Retype the full text about the No Way Out cover art word for word.

__EXCERPTED TEXT__:
------------------------------------------------------------

Kamylle Edwards // REVOLT
No shiny suits. Take a look at the cover art for 1997's No Way Out and there you'll notice a few things: No signs of NASA-certified suits, no wet bottles of Cristal, no Jag Benz Coupes (like whoa). For a label responsible for introducing the lavish, ostentatious rap epoch known as the "jiggy era," Puff Daddy & The Family kept it simple. Instead of going the typical route, they utilized a grainy, black-and-white artwork to place focus on something far more superior than promoting a high-floss lifestyle. What you see, isn't just a toned-down image featuring (from left to right) Sheek Louch, Styles P, Puff Daddy, Jadakiss, Ma$e and Black Rob. What you see is a statement that embodies No Way Out's first opening lines: "The sun don't shine forever, but as long as it's here then we might as well shine together." Where The Notorious B.I.G. laid down the foundation, this was the introduction to Bad Boy's next phase. So as history would have it, Puff Daddy would jump from sidekick to ringleader after the LP's explosive outing, while Ma$e sat on top of the world months later with his own high-selling debut. For The Lox, however, their contribution was more than high sales. Respectively and collectively, they injected a new pulse into Bad Boy.

------------------------------------------------------------

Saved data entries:
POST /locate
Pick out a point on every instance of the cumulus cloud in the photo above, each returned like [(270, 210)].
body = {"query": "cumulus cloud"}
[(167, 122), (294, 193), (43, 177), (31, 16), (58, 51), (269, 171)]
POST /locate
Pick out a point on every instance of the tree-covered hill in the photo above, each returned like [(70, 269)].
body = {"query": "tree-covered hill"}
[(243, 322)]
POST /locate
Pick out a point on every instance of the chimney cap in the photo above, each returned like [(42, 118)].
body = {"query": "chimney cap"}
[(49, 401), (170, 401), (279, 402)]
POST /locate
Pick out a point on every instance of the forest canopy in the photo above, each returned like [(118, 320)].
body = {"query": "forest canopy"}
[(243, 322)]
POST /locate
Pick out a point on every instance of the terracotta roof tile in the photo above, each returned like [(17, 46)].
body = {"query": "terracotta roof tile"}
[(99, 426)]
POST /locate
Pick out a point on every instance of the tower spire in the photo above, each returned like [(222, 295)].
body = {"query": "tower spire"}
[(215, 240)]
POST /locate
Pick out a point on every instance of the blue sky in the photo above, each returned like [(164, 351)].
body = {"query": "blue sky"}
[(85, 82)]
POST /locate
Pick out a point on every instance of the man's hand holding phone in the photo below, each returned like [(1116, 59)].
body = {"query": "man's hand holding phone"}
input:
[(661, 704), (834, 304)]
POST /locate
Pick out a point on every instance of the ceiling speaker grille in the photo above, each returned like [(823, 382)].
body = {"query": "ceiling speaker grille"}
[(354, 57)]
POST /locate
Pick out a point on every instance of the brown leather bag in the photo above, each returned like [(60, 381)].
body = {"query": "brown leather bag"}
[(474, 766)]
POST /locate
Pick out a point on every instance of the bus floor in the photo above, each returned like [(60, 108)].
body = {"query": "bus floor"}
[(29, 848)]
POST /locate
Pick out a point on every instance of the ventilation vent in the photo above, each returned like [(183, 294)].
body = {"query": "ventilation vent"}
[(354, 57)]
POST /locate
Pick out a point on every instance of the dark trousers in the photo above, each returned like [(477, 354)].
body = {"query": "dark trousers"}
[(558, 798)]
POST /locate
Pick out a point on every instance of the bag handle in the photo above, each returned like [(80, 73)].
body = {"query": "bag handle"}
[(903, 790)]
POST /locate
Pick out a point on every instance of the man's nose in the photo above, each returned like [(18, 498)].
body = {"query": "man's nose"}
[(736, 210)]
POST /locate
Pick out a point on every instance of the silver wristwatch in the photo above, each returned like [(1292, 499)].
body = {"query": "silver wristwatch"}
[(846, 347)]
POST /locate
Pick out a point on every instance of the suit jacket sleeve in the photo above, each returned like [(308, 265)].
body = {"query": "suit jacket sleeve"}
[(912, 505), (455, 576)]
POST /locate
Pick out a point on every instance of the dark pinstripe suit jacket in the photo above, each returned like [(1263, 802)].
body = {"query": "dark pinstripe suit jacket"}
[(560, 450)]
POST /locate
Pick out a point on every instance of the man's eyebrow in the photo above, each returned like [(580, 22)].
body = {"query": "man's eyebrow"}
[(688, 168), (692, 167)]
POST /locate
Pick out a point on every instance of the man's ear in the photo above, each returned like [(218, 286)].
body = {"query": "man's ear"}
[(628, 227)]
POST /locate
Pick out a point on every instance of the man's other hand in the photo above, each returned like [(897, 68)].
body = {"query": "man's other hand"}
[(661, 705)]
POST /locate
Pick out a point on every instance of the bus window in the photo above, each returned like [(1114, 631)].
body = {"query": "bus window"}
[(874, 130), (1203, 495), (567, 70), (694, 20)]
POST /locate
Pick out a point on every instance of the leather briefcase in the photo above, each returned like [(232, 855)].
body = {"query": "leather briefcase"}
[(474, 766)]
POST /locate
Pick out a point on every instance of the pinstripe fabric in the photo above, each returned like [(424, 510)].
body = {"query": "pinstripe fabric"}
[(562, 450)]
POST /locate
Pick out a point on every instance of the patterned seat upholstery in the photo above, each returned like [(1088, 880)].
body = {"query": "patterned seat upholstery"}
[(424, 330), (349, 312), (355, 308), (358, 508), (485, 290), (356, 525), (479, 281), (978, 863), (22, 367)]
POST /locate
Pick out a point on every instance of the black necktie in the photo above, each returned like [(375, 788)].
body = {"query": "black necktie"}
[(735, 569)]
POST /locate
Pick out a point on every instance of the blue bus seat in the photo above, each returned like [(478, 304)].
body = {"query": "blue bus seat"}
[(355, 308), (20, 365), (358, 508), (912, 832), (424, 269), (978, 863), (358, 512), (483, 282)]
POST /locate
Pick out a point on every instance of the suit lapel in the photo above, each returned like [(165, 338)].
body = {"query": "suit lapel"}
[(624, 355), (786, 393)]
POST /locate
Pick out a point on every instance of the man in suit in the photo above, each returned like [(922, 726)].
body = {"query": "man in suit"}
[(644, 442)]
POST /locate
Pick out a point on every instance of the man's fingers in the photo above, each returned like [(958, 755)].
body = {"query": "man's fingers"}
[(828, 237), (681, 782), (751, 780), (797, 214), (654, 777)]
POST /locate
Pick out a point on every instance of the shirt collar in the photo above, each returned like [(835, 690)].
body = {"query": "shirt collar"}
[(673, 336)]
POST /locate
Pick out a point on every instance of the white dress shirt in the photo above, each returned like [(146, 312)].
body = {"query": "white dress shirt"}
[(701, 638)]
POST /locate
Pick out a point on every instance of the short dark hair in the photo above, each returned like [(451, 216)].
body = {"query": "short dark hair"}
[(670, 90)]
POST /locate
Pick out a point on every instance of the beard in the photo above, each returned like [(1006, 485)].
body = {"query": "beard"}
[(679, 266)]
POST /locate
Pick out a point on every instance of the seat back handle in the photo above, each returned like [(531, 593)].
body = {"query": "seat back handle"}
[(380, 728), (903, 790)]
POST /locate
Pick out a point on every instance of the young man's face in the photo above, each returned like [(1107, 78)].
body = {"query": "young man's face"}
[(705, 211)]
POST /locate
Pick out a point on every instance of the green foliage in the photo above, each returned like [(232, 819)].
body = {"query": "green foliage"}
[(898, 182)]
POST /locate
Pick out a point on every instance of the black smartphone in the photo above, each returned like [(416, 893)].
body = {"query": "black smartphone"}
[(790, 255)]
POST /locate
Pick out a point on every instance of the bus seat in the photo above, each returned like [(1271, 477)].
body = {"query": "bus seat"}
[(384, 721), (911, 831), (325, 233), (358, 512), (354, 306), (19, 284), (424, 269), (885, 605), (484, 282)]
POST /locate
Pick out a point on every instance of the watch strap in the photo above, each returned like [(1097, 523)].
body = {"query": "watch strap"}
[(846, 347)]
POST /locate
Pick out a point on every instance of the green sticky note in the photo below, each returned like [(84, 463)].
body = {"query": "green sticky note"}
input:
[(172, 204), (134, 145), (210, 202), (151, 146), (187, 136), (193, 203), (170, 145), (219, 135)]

------------------------------------------------------------

__TASK RESULT__:
Kamylle Edwards // REVOLT
No shiny suits. Take a look at the cover art for 1997's No Way Out and there you'll notice a few things: No signs of NASA-certified suits, no wet bottles of Cristal, no Jag Benz Coupes (like whoa). For a label responsible for introducing the lavish, ostentatious rap epoch known as the "jiggy era," Puff Daddy & The Family kept it simple. Instead of going the typical route, they utilized a grainy, black-and-white artwork to place focus on something far more superior than promoting a high-floss lifestyle. What you see, isn't just a toned-down image featuring (from left to right) Sheek Louch, Styles P, Puff Daddy, Jadakiss, Ma$e and Black Rob. What you see is a statement that embodies No Way Out's first opening lines: "The sun don't shine forever, but as long as it's here then we might as well shine together." Where The Notorious B.I.G. laid down the foundation, this was the introduction to Bad Boy's next phase. So as history would have it, Puff Daddy would jump from sidekick to ringleader after the LP's explosive outing, while Ma$e sat on top of the world months later with his own high-selling debut. For The Lox, however, their contribution was more than high sales. Respectively and collectively, they injected a new pulse into Bad Boy.